== Task to carry out ==
Take the lines between the one holding "359L519 375L587 425L520" and the end of the records, inclusive. Write them out again with "rough mask" switched to "draft mask" and everything else left the same.

Saved data entries
***

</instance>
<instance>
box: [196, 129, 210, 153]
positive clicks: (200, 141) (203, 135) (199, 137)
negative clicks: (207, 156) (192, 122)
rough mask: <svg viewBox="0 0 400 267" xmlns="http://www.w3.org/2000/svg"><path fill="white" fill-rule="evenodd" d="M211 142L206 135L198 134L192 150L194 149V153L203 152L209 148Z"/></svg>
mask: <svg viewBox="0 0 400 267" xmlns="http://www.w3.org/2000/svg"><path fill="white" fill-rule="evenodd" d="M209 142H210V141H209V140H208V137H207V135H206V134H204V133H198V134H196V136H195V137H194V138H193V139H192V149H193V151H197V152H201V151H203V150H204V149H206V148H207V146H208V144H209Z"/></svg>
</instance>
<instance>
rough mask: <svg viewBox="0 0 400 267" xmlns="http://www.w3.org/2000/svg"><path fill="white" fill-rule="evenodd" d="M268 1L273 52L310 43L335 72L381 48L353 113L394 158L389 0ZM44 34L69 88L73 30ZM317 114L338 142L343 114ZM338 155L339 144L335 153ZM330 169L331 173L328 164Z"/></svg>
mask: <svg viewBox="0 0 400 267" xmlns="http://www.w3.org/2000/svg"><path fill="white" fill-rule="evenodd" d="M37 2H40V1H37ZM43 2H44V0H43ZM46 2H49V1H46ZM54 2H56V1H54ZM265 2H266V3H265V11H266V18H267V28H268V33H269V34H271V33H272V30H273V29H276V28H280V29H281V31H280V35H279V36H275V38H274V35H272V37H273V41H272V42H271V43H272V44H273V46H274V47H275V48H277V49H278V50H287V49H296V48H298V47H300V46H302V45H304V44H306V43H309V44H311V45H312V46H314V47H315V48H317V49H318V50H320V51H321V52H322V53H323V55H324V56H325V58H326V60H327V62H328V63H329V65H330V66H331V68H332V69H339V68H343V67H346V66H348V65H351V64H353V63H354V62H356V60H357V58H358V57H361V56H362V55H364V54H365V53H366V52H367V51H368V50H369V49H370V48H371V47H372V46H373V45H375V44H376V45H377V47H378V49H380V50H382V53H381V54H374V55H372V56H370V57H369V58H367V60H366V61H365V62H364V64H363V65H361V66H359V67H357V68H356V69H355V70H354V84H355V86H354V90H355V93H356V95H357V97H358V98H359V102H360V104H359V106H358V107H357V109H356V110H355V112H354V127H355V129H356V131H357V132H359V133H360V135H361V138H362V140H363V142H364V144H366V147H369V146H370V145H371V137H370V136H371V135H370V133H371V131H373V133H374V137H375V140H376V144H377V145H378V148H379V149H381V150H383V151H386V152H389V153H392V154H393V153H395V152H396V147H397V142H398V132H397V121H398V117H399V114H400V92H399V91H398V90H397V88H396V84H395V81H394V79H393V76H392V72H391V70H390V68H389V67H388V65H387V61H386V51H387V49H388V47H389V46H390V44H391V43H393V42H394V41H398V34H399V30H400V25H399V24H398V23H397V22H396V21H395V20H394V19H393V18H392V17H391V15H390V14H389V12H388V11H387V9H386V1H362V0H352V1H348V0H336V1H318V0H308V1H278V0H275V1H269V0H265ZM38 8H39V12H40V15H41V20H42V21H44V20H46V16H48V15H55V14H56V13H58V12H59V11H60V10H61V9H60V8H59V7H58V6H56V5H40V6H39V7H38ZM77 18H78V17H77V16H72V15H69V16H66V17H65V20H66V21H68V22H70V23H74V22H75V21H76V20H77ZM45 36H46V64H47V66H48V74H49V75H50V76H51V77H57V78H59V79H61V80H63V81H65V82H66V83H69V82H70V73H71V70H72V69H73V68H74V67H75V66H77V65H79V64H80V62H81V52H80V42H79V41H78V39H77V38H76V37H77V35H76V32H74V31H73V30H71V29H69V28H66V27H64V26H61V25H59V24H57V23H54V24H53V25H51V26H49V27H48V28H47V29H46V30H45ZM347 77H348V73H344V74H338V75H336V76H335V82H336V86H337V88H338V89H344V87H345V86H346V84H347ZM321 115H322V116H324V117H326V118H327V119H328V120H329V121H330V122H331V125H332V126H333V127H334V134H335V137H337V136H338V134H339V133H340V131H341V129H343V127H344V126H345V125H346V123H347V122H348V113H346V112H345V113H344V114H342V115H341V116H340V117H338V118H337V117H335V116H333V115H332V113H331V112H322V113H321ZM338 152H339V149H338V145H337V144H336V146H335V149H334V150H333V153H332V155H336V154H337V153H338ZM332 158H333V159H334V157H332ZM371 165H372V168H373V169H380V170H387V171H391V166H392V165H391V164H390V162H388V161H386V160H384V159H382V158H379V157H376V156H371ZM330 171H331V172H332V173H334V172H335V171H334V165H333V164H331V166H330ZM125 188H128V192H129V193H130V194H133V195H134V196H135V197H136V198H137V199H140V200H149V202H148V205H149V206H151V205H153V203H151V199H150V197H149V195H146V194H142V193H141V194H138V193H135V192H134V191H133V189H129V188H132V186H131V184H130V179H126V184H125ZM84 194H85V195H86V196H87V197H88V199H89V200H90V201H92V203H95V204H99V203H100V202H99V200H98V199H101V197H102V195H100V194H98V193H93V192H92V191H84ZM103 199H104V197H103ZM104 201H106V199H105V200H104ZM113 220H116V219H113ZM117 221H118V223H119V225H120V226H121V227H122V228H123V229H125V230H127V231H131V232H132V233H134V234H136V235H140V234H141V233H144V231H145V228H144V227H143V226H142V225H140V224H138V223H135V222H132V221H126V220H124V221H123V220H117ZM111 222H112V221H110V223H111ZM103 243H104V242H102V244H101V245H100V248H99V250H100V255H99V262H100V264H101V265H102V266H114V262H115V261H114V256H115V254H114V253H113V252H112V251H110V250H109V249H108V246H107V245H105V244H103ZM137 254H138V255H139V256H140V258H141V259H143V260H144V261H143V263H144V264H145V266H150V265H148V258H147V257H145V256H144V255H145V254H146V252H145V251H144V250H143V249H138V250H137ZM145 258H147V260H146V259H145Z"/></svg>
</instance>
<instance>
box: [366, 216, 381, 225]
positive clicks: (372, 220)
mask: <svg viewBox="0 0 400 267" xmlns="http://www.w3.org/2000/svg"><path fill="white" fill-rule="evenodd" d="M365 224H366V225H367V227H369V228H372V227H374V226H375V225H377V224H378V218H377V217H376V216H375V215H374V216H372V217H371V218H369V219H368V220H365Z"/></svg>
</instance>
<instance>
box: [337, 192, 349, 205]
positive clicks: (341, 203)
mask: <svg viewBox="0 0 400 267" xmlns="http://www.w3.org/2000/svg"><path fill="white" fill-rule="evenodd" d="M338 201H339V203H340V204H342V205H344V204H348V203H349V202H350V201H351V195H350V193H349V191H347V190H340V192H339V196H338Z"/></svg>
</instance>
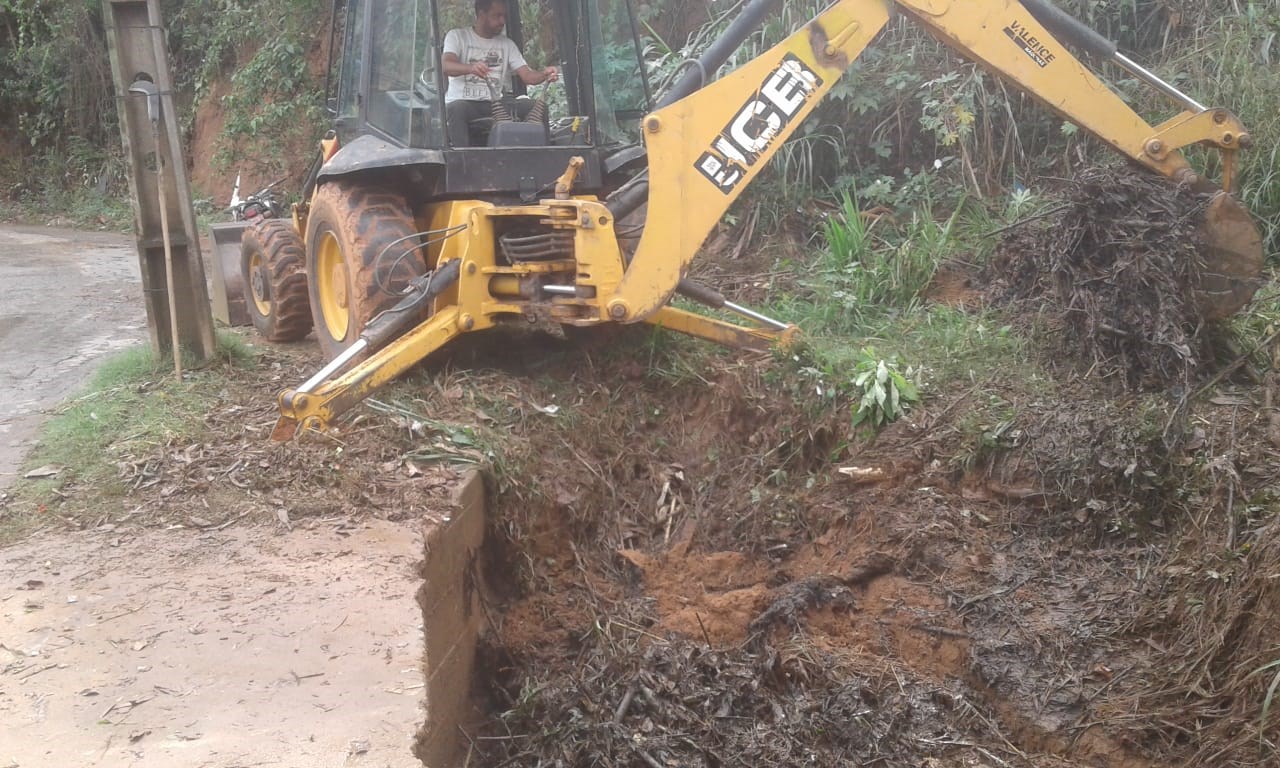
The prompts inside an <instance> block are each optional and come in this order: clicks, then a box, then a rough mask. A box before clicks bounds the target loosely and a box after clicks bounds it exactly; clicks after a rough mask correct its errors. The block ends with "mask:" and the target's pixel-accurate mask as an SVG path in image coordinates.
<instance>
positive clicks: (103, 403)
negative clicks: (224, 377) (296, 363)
mask: <svg viewBox="0 0 1280 768" xmlns="http://www.w3.org/2000/svg"><path fill="white" fill-rule="evenodd" d="M218 342H219V346H218V358H216V360H218V361H219V362H220V364H221V365H227V366H233V367H247V366H251V365H252V355H253V353H252V351H251V349H250V348H248V347H247V346H246V344H244V343H243V342H242V340H241V339H239V338H238V337H237V335H234V334H232V333H225V332H224V333H220V334H219V338H218ZM170 365H172V358H170V357H169V356H168V355H165V356H163V357H160V358H157V357H156V356H155V355H154V353H152V351H151V348H150V347H147V346H138V347H131V348H129V349H124V351H123V352H120V353H119V355H115V356H113V357H109V358H106V360H105V361H104V362H102V365H101V366H100V367H99V369H97V371H96V372H95V374H93V376H92V378H91V380H90V383H88V385H87V388H86V389H84V392H83V393H81V394H77V396H74V397H72V398H70V399H68V401H67V402H65V403H63V404H61V406H60V407H59V408H58V410H56V411H55V412H54V415H52V416H51V417H50V419H49V421H47V422H46V424H45V425H44V428H42V429H41V433H40V439H38V442H37V444H36V447H35V448H33V449H32V452H31V454H29V456H28V457H27V460H26V462H24V468H26V470H29V468H31V467H40V466H54V467H58V474H56V475H55V476H51V477H46V479H33V480H27V481H23V483H22V484H19V485H15V486H14V489H13V490H14V498H15V502H14V507H15V508H17V509H19V513H18V515H17V516H15V517H14V518H12V520H6V526H5V530H4V531H0V540H9V539H12V538H14V536H17V535H19V534H20V532H22V531H23V530H24V529H26V527H27V526H28V525H29V524H32V522H35V520H36V518H37V512H38V509H41V508H42V507H45V506H46V504H49V503H51V502H52V500H54V499H56V498H59V497H60V494H61V493H63V490H64V489H65V488H69V486H88V488H93V489H96V490H97V492H99V493H101V494H102V495H104V497H106V498H110V497H113V495H119V494H123V493H124V492H125V488H123V486H122V485H120V484H119V481H118V480H116V470H118V462H119V461H122V460H124V458H127V457H128V456H132V454H136V453H138V452H141V451H147V449H150V448H154V447H156V445H161V444H165V443H168V442H172V440H193V439H196V436H197V435H198V434H200V433H201V431H202V430H204V429H205V426H204V415H205V412H206V411H207V403H209V401H210V399H211V398H214V397H216V393H218V392H219V389H220V388H221V387H223V384H221V378H220V376H219V375H218V374H216V372H211V371H210V369H209V367H206V369H204V370H195V369H192V370H191V372H189V374H188V376H187V379H184V380H183V381H177V380H175V379H174V376H173V370H172V367H170Z"/></svg>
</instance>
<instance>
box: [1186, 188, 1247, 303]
mask: <svg viewBox="0 0 1280 768" xmlns="http://www.w3.org/2000/svg"><path fill="white" fill-rule="evenodd" d="M1203 236H1204V247H1206V252H1204V269H1203V271H1202V274H1201V284H1199V285H1198V288H1197V302H1198V303H1199V310H1201V315H1203V316H1204V319H1206V320H1224V319H1226V317H1230V316H1231V315H1234V314H1235V312H1238V311H1239V310H1240V308H1243V307H1244V305H1247V303H1249V300H1252V298H1253V293H1254V292H1257V289H1258V287H1260V285H1261V284H1262V262H1263V255H1262V236H1261V234H1260V233H1258V228H1257V225H1254V223H1253V219H1252V218H1251V216H1249V212H1248V211H1247V210H1245V209H1244V206H1243V205H1240V202H1239V201H1238V200H1235V197H1233V196H1230V195H1228V193H1226V192H1219V193H1217V195H1216V196H1215V197H1213V200H1212V201H1211V202H1210V206H1208V210H1207V211H1206V215H1204V224H1203Z"/></svg>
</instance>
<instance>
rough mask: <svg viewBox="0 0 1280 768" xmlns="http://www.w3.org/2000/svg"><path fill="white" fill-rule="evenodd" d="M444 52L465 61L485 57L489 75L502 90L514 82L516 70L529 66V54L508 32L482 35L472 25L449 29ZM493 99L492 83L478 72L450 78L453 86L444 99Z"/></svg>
mask: <svg viewBox="0 0 1280 768" xmlns="http://www.w3.org/2000/svg"><path fill="white" fill-rule="evenodd" d="M444 52H445V54H454V55H456V56H457V58H458V60H460V61H462V63H463V64H467V65H470V64H475V63H476V61H484V63H485V65H486V67H488V68H489V79H490V81H492V82H493V83H494V87H495V90H497V91H498V93H502V92H503V91H506V90H507V88H508V86H509V84H511V76H512V73H513V72H516V70H517V69H520V68H521V67H525V64H526V63H525V56H522V55H521V54H520V49H518V47H516V44H515V42H513V41H512V40H511V38H509V37H507V36H506V35H497V36H494V37H480V36H479V35H476V31H475V29H472V28H471V27H466V28H461V29H449V32H448V35H445V36H444ZM458 99H466V100H468V101H489V100H490V99H493V96H492V95H490V91H489V84H488V83H485V82H484V79H483V78H479V77H476V76H474V74H466V76H462V77H451V78H449V90H448V91H445V92H444V101H445V102H449V101H457V100H458Z"/></svg>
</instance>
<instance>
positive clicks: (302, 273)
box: [241, 219, 311, 342]
mask: <svg viewBox="0 0 1280 768" xmlns="http://www.w3.org/2000/svg"><path fill="white" fill-rule="evenodd" d="M241 276H242V278H243V280H244V291H246V293H248V296H246V297H244V298H246V300H247V301H246V302H244V306H246V307H248V316H250V319H251V320H252V321H253V328H256V329H257V332H259V333H260V334H261V335H262V338H265V339H266V340H269V342H296V340H298V339H301V338H303V337H306V335H307V333H308V332H310V330H311V298H310V296H308V292H307V271H306V251H305V248H303V247H302V238H301V237H298V233H297V232H296V230H294V229H293V224H292V223H291V221H289V220H288V219H264V220H262V221H259V223H257V224H253V225H252V227H250V228H248V229H246V230H244V236H243V238H241Z"/></svg>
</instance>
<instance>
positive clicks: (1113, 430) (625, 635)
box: [468, 347, 1280, 767]
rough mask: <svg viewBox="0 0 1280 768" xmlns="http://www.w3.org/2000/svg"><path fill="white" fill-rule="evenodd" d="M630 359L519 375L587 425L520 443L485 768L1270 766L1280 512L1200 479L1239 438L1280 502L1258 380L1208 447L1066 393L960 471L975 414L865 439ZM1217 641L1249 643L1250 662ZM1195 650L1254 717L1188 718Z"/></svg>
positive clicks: (496, 565) (495, 616)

***

== Result of the task ==
draft mask: <svg viewBox="0 0 1280 768" xmlns="http://www.w3.org/2000/svg"><path fill="white" fill-rule="evenodd" d="M630 359L519 375L587 425L520 443L485 768L1270 766L1280 512L1200 479L1239 438L1280 502L1258 380L1208 447L1066 393L960 471L975 414L865 439ZM1217 641L1249 643L1250 662ZM1195 650L1254 717L1188 718Z"/></svg>
positive clicks: (496, 565) (495, 616)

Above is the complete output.